* **Stored data entries**
***

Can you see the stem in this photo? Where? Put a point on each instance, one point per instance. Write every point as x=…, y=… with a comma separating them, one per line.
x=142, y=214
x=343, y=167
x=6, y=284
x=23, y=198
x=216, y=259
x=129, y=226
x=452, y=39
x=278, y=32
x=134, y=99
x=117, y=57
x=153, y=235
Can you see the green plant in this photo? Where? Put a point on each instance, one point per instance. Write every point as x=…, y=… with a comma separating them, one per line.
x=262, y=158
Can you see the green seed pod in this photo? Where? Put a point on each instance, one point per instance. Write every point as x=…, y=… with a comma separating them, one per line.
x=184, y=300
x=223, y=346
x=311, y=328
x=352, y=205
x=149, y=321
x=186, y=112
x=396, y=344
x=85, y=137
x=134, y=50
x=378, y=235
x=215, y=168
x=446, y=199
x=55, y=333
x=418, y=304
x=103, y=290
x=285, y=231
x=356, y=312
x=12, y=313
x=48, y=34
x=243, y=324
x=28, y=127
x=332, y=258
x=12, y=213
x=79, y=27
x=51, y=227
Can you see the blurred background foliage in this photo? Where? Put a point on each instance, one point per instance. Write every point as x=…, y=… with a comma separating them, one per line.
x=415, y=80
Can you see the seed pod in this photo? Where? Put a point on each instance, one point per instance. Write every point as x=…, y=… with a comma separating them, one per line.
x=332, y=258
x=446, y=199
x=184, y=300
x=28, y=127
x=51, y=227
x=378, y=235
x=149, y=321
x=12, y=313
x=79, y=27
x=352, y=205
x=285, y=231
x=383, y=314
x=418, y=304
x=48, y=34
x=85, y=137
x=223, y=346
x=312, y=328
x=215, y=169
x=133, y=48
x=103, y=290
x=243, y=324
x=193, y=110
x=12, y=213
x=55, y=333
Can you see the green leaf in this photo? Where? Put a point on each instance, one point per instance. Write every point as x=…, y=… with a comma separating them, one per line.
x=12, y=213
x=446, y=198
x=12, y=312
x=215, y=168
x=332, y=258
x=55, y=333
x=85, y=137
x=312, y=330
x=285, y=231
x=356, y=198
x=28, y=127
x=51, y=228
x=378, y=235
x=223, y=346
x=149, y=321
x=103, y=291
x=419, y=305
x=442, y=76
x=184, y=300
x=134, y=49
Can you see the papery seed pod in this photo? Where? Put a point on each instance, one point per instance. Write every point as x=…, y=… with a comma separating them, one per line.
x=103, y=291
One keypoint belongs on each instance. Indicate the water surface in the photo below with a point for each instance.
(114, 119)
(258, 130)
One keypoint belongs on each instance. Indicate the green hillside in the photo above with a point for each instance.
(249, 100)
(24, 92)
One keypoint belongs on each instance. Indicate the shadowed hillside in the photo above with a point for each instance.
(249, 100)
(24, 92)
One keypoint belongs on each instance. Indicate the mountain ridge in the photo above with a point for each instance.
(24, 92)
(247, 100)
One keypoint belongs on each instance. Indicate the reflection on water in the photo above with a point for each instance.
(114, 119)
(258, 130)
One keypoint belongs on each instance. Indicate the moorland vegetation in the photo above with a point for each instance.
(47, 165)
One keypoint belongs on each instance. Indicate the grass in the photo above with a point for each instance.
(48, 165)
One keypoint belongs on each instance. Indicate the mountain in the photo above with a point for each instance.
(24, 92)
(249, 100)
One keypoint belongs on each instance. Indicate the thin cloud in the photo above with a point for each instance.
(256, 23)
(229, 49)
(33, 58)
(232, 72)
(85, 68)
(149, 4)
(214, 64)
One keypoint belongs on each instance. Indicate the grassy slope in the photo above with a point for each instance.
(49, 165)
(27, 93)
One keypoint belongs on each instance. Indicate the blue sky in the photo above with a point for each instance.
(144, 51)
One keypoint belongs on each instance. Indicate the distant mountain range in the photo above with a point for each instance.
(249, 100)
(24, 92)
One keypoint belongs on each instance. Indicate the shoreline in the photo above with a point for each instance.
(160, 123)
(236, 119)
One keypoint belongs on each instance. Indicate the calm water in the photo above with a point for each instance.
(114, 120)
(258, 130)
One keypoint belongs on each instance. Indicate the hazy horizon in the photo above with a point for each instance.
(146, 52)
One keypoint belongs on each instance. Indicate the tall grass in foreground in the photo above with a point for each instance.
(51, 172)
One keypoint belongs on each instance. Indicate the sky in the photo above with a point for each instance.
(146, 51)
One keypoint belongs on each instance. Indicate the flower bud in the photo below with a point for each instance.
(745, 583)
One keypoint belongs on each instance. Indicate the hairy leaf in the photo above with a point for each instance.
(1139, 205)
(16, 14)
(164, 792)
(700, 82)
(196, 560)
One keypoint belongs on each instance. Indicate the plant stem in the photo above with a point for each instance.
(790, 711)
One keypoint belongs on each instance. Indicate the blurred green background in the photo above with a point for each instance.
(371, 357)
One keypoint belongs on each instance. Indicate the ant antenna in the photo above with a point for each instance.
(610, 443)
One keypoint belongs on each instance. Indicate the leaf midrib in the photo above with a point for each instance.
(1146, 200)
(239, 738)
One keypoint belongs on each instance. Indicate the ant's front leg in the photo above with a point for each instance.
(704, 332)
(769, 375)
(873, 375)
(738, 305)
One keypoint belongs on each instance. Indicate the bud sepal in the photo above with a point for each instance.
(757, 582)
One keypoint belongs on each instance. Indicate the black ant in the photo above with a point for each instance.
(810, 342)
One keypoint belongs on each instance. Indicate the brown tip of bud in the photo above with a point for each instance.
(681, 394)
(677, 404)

***

* **Task to carry out**
The entries above are to be retyped exactly.

* **Your response**
Can you see the stem in this photo? Where? Put a point on each instance, one point per instance. Write every point as x=…, y=… with a comma separating them, one per line.
x=142, y=214
x=343, y=167
x=6, y=284
x=23, y=198
x=216, y=259
x=129, y=226
x=452, y=39
x=278, y=32
x=134, y=99
x=117, y=57
x=153, y=235
Can you see the green plant in this photo? Where? Put a point on each instance, one point per instance. Write every point as x=…, y=… with a comma separating them, one per line.
x=262, y=158
Can you see the green seed pod in this photo? Where? Put a point on each instance, one point per instance. Write every point as x=…, y=… with a comma separating them, one per line.
x=184, y=300
x=223, y=346
x=311, y=328
x=352, y=205
x=149, y=321
x=186, y=112
x=396, y=344
x=85, y=137
x=134, y=50
x=378, y=235
x=215, y=168
x=446, y=199
x=55, y=333
x=418, y=304
x=103, y=290
x=285, y=231
x=356, y=312
x=12, y=313
x=48, y=34
x=243, y=324
x=28, y=127
x=332, y=258
x=12, y=213
x=79, y=27
x=51, y=227
Can you see the blurred background foliage in this photo? Where? Put a point on each instance, one point per instance. Write every point as x=…, y=… with a comma separating them, one per line.
x=415, y=80
Can you see the seed pod in this photo? Where? Put a point on each instance, one point per instance. Write every point as x=…, y=… with a comma separating them, one per line.
x=332, y=258
x=446, y=199
x=184, y=300
x=28, y=127
x=51, y=227
x=378, y=235
x=149, y=321
x=12, y=313
x=79, y=27
x=352, y=205
x=285, y=231
x=383, y=314
x=418, y=304
x=48, y=34
x=85, y=137
x=223, y=346
x=312, y=328
x=215, y=169
x=133, y=48
x=103, y=290
x=243, y=324
x=193, y=110
x=12, y=213
x=55, y=333
Can you see the green leaf in this photo? Where? Put a point on each instance, one point per instance. Write every point as x=…, y=… with a comma separating them, one per line.
x=12, y=213
x=446, y=198
x=12, y=312
x=215, y=168
x=332, y=258
x=55, y=333
x=85, y=137
x=312, y=330
x=285, y=231
x=356, y=198
x=28, y=127
x=51, y=228
x=378, y=235
x=223, y=346
x=149, y=321
x=103, y=291
x=419, y=305
x=442, y=76
x=184, y=300
x=134, y=49
Can you see the papery seed pod in this photo? Where? Put a point on each instance, one point per instance. Write every point as x=…, y=… with a comma separating them, one per line.
x=103, y=291
One keypoint belongs on each instance. Indicate the water surface in the photo below with a point for each instance.
(114, 119)
(258, 130)
One keypoint belongs on each instance. Indicate the green hillside in the photo above with a point for each instance.
(249, 100)
(24, 92)
One keypoint belongs on each instance. Indicate the shadowed hillside in the photo above with a point for each instance.
(249, 100)
(24, 92)
One keypoint belongs on each instance. Indicate the mountain ridge in the photo above with a point for each instance.
(24, 92)
(247, 100)
One keypoint belongs on each instance. Indicate the reflection on water in the photo above with a point for each instance.
(114, 119)
(258, 130)
One keypoint belongs on each instance. Indicate the moorland vegetation in the photo above with a point for each instance.
(47, 165)
One keypoint belongs on each instance. Indicate the grass in the photo above with a point for each instance.
(48, 165)
One keypoint belongs on each instance. Indicate the mountain in the photo above with a point for each instance.
(24, 92)
(249, 100)
One keypoint belongs on each instance. Indicate the thin cloud in the photo above with a point for each instance.
(256, 23)
(229, 49)
(33, 58)
(232, 72)
(85, 68)
(149, 4)
(214, 64)
One keypoint belongs on each instance. Indicate the grassy slope in the photo above with a point for each instance.
(49, 165)
(27, 93)
One keypoint belongs on each instance. Indicate the blue sky in the photo above with a point for each instance.
(144, 51)
One keypoint belongs on each instance. Indicate the distant mountain range in the photo above with a point for each instance.
(249, 100)
(24, 92)
One keypoint belongs on each instance. Indicate the shoreline in the photo above with a point for each instance.
(160, 123)
(236, 119)
One keypoint belongs on each instance. Indicate the calm water in the photo above with a point for each instance.
(114, 120)
(258, 130)
One keypoint belongs on each instance. Indicate the hazy horizon in the photo above with a point for each instance.
(146, 52)
One keypoint belongs on each instance. Indicate the tall grass in foreground in the photo above with a point for each instance.
(51, 172)
One keypoint belongs on each instance. Indicate the sky in the photo above with a point for each instance.
(146, 51)
One keypoint belongs on each instance. Indicate the flower bud in the photo below with a point for each instance.
(745, 583)
One keypoint belongs on each instance. Indicate the hairy leaf in the photo above with a point for each instance.
(1139, 205)
(16, 14)
(164, 792)
(700, 82)
(196, 560)
One keypoint belongs on each instance. Indicate the plant stem in the photo above with a point for each instance.
(790, 711)
One keypoint belongs on each instance. Indicate the blurred green background in the photo above with a point for each instance.
(371, 357)
One keypoint belongs on each instance. Indicate the ant antenna in the photo above with a point for each instance.
(610, 443)
One keypoint belongs on each instance. Indicate the leaf midrib in the photo above with a point for each instance.
(1146, 200)
(239, 738)
One keypoint belongs on each instance. Indicate the ant's front leg in the photo above with a point for each instance.
(704, 332)
(769, 375)
(873, 375)
(738, 305)
One keypoint belongs on each instance. Indicate the bud sepal in the photo above with a point for each instance.
(757, 582)
One keypoint belongs on each instance. Indicate the black ant in the photo above with a point for each instance.
(810, 342)
One keypoint belongs on each instance. Indicate the brown tip of bud in the photo above with a point for each instance.
(681, 394)
(677, 404)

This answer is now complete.